--- BEGIN Text ---
Further analysis by various demographics and classifications helps to gain insights and uncover ways to improve alignment. For example: 

  • Comparing the differences where differences of opinion and beliefs exist. These are areas where change may have a particularly high impact on alignment. 

  • Comparing results between business units may yield interesting information including the ability to see pockets of strength, weakness, and risk. Where some business units are well aligned while other struggle you may find successes and strengths to recognize as best practices. 

  • Analysis by organization level (executive, management, staff) identifies differences of opinion - perhaps even differences of reality - that are organizationally based. 

Developing an Action Plan: Measurement without action is futile, and action without deliberation is foolish. Deliberate action begins with goals - knowing what you want to accomplish. Measures provide the baseline from which to establish goals. Remember in goal-setting that the objective is improvement - not perfection. Set ambitious but realistic and attainable goals. Then use the measures and results of the analysis to define an action plan that will: 

  • Leverage strengths by propagating them to troubled areas, by ensuring that they are repeatable, and by integrating them into the core values and culture of your organization.
--- END Text ---
* Things to do *
1. Reproduce the part of the alignment text that opens with the words containing "Further analysis by" and closes with "are organizationally based.", swapping "business units" for "departments" wherever it occurs.
2. Translate this sentence from the alignment text into Spanish: "Measurement without action is futile, and action without deliberation is foolish."
--- BEGIN Extracted entries ---
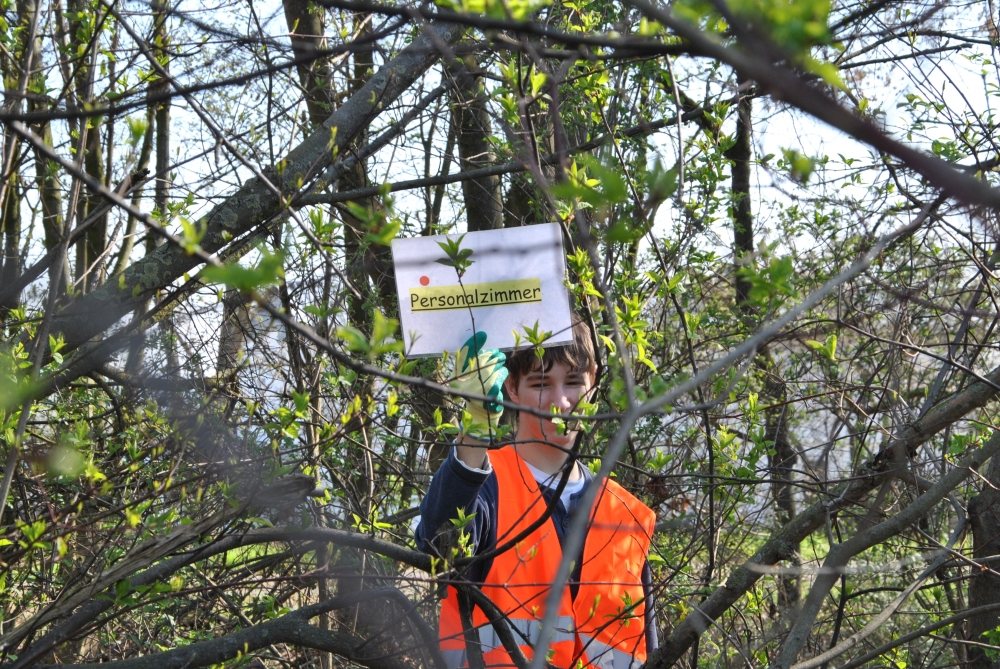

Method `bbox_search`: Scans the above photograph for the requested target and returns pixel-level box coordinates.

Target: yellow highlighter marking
[410,279,542,311]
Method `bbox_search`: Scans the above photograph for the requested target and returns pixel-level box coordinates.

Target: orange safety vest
[438,446,656,669]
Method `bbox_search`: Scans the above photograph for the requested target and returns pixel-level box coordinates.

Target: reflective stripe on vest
[439,446,656,669]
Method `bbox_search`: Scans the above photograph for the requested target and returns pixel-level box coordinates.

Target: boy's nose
[555,388,573,411]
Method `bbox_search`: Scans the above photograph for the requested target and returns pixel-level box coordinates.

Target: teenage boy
[416,321,657,669]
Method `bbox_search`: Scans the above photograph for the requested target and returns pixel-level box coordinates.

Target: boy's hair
[507,316,597,387]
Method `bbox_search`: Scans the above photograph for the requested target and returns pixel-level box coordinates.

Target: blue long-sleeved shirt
[416,448,659,651]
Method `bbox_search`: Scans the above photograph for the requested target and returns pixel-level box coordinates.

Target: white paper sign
[392,223,573,358]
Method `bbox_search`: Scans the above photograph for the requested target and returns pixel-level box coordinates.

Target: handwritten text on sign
[392,223,573,357]
[410,278,542,311]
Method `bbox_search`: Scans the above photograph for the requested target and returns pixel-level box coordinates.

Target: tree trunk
[726,79,799,610]
[282,0,332,126]
[965,448,1000,669]
[69,0,108,293]
[122,0,172,375]
[449,56,503,231]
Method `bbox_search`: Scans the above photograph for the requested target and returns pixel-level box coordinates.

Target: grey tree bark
[449,56,503,230]
[966,457,1000,669]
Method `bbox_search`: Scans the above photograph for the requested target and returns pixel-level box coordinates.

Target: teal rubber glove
[449,332,508,441]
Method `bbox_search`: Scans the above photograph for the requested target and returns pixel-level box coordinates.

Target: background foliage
[0,0,1000,669]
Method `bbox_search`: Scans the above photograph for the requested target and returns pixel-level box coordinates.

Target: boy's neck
[514,441,582,482]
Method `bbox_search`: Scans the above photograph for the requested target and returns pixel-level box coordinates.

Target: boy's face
[507,361,597,448]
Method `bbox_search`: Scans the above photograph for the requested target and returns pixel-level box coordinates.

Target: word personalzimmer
[410,279,542,311]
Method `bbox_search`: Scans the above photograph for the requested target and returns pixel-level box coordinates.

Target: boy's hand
[449,332,507,441]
--- END Extracted entries ---
* List of solutions *
1.
Further analysis by various demographics and classifications helps to gain insights and uncover ways to improve alignment. For example: 

  • Comparing the differences where differences of opinion and beliefs exist. These are areas where change may have a particularly high impact on alignment. 

  • Comparing results between departments may yield interesting information including the ability to see pockets of strength, weakness, and risk. Where some departments are well aligned while other struggle you may find successes and strengths to recognize as best practices. 

  • Analysis by organization level (executive, management, staff) identifies differences of opinion - perhaps even differences of reality - that are organizationally based.

2. La medición sin acción es inútil, y la acción sin deliberación es insensata.